Going line by line through the data below, report how many lines include the word "this", with nothing added.

▶ [Stored records]
- Opening Delimiter -

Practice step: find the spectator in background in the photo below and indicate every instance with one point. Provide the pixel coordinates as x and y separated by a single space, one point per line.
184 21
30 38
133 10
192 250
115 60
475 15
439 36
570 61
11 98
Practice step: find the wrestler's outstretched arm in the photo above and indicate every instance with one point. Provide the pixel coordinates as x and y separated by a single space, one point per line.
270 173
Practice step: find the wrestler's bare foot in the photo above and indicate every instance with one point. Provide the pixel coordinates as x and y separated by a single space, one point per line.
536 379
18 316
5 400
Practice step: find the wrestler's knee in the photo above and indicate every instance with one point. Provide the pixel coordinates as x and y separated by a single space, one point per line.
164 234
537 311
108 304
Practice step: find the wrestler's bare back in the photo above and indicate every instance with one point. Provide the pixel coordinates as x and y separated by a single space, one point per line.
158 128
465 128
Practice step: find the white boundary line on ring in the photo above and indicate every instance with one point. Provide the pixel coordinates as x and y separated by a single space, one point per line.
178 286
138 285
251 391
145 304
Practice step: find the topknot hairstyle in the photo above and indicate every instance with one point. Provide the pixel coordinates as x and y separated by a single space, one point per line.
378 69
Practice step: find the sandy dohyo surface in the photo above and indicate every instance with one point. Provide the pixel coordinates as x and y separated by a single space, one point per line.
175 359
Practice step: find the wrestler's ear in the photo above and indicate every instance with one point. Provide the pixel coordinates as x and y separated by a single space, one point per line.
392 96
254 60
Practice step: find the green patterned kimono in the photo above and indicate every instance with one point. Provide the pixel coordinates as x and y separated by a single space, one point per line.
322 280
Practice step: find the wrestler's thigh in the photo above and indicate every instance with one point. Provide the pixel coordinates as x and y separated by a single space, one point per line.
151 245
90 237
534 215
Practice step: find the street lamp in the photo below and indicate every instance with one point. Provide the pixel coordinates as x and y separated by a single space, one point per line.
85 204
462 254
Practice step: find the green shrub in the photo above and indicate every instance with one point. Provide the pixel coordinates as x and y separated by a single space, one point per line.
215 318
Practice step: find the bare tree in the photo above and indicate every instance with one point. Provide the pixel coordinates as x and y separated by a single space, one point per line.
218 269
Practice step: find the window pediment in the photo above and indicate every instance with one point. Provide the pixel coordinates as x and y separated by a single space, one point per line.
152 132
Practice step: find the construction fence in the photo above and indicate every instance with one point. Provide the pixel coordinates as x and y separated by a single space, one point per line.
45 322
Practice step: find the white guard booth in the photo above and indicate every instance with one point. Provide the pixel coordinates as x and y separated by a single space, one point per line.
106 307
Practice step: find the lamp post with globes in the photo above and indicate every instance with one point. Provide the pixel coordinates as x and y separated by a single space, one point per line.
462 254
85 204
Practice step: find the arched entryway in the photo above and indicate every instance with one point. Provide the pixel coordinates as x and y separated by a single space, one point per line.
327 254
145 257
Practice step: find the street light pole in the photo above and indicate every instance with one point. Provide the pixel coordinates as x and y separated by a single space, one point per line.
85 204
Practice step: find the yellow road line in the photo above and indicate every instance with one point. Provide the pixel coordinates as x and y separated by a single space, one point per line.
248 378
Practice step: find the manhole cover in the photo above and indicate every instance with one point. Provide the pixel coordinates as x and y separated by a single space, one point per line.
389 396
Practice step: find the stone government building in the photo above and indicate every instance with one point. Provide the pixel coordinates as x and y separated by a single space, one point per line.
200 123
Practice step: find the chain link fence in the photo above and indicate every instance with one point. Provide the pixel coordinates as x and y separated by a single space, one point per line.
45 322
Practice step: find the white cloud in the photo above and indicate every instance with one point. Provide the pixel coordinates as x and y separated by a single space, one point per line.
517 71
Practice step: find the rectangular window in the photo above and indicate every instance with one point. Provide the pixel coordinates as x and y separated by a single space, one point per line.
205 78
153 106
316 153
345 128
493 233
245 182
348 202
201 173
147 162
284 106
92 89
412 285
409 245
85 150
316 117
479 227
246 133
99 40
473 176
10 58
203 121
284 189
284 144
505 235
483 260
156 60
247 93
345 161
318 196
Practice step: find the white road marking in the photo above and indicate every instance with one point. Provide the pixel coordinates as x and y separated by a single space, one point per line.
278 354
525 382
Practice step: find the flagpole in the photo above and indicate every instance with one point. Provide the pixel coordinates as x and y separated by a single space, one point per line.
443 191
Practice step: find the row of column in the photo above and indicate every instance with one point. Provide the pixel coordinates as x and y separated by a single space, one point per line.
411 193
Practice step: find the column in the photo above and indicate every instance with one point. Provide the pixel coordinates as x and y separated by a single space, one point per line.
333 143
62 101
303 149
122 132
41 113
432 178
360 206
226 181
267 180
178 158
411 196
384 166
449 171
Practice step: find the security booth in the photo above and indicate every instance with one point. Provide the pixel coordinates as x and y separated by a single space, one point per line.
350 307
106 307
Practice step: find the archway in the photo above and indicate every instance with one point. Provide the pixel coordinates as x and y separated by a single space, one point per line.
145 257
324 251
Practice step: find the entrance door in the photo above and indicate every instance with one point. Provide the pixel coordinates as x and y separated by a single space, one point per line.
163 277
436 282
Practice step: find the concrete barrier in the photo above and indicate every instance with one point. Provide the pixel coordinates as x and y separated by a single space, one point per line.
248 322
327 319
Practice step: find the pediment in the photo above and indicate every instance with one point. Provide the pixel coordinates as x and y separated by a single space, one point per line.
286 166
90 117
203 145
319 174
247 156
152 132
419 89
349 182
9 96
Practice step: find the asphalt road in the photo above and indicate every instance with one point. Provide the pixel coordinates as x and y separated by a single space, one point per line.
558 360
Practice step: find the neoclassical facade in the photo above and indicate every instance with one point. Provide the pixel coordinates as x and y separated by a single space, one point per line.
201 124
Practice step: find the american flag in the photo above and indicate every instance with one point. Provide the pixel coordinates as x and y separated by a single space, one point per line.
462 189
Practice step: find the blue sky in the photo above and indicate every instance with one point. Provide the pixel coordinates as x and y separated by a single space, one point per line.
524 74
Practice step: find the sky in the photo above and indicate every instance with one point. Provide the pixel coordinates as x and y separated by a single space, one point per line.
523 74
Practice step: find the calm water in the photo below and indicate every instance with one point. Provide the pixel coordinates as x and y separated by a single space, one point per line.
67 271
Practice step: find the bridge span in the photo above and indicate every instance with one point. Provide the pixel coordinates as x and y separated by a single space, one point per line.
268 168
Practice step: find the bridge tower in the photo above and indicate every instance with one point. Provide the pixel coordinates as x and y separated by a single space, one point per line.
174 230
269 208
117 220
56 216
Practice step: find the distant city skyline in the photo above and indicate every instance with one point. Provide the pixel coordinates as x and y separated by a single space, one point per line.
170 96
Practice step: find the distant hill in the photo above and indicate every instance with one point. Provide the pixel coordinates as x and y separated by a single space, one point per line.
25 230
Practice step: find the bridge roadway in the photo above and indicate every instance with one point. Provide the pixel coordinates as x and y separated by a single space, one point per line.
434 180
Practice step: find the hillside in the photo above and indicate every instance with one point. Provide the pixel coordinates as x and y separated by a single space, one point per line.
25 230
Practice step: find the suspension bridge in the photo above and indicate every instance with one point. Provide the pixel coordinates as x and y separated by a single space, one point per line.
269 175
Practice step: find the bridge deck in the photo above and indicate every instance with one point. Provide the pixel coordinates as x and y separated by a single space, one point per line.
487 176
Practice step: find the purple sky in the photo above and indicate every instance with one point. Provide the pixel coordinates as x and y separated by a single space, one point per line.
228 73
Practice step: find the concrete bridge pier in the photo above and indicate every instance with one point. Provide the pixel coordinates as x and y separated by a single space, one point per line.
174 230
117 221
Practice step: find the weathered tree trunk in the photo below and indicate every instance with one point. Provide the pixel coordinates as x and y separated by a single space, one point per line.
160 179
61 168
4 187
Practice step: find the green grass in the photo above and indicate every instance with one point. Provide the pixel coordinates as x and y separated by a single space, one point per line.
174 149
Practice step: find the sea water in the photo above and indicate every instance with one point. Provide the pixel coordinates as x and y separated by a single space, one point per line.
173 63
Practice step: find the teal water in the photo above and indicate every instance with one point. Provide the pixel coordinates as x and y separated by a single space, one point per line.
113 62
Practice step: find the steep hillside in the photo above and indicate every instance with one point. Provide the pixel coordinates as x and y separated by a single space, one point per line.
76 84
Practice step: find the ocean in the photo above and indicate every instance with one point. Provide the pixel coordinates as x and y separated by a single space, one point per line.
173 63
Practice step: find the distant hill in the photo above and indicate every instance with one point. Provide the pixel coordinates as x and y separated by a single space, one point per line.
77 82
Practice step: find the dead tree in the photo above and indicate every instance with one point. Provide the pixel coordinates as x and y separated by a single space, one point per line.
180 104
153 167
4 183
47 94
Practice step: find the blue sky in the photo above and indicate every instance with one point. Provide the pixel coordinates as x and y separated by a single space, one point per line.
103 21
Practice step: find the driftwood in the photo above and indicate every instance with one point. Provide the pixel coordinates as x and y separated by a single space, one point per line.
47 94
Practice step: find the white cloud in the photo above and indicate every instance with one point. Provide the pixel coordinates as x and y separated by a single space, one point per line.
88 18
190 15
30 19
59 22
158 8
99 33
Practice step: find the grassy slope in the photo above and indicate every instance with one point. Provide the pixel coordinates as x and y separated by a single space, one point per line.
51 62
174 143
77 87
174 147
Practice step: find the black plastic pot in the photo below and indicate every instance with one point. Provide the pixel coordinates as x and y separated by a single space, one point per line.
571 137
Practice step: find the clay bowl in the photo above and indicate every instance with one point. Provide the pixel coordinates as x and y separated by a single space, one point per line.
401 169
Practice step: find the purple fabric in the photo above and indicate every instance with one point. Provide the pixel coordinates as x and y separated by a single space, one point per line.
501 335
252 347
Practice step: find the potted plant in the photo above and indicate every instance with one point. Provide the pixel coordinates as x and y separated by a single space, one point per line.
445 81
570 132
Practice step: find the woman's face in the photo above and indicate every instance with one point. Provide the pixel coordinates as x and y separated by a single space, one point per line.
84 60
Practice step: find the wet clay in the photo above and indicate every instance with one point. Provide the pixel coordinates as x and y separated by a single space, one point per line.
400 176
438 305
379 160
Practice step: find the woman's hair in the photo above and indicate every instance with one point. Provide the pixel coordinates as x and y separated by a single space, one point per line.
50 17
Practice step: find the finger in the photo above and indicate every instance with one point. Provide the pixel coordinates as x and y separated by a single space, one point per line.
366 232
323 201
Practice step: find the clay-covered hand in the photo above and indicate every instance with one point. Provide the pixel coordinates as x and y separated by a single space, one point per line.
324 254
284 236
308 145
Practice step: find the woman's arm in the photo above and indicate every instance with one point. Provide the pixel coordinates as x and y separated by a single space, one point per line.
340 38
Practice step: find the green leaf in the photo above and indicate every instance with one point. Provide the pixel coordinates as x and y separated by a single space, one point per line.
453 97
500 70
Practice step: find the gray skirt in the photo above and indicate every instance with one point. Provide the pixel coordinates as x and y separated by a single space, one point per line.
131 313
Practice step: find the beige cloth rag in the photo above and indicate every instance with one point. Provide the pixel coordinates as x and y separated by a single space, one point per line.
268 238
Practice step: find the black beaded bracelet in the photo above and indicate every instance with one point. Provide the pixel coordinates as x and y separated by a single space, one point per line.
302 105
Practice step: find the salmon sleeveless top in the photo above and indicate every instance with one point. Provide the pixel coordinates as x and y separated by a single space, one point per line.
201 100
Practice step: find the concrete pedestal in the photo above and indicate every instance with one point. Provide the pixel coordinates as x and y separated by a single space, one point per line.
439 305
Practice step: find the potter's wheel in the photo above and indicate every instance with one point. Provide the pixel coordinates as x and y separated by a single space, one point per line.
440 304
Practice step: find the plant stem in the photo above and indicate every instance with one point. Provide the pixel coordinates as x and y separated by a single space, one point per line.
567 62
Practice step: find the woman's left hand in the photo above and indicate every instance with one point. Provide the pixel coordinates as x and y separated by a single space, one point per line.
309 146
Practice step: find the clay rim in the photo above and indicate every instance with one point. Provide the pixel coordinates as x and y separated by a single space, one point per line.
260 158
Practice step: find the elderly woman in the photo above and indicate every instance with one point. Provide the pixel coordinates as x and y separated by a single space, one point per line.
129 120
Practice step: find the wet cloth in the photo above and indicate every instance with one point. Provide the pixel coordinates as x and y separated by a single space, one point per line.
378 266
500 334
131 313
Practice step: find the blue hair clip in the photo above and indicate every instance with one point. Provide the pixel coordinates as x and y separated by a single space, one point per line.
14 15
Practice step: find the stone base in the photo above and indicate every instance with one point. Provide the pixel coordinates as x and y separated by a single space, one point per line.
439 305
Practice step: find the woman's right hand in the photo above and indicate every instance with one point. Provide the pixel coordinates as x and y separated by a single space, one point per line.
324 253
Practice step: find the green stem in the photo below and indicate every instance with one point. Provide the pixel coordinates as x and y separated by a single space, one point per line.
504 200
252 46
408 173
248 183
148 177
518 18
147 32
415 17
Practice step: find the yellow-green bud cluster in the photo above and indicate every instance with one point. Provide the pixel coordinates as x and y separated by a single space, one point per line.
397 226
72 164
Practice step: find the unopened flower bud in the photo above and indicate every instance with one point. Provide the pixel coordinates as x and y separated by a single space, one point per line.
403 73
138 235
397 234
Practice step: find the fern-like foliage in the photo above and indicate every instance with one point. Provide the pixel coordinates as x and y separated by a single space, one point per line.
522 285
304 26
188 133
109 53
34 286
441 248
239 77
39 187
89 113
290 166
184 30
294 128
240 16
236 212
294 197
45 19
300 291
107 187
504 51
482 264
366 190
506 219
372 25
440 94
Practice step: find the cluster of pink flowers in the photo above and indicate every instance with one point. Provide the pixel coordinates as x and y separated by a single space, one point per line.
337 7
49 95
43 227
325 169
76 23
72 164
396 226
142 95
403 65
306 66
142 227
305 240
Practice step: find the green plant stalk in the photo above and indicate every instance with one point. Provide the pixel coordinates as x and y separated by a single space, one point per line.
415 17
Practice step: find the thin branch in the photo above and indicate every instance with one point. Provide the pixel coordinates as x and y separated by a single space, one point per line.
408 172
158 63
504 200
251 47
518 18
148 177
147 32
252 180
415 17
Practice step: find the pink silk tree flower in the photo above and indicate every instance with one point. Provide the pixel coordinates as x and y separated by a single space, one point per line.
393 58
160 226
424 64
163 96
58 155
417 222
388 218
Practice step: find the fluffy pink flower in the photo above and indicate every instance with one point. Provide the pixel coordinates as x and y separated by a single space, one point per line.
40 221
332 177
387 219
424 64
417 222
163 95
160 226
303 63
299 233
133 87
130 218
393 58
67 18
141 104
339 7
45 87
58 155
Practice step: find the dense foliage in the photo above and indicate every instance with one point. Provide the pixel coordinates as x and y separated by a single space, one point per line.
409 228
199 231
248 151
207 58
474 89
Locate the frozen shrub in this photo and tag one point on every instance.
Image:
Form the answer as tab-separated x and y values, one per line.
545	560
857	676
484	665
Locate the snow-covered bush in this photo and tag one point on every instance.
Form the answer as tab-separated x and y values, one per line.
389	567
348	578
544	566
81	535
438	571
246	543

- Closing Delimiter -

▶ [REPLY TO THE TASK]
2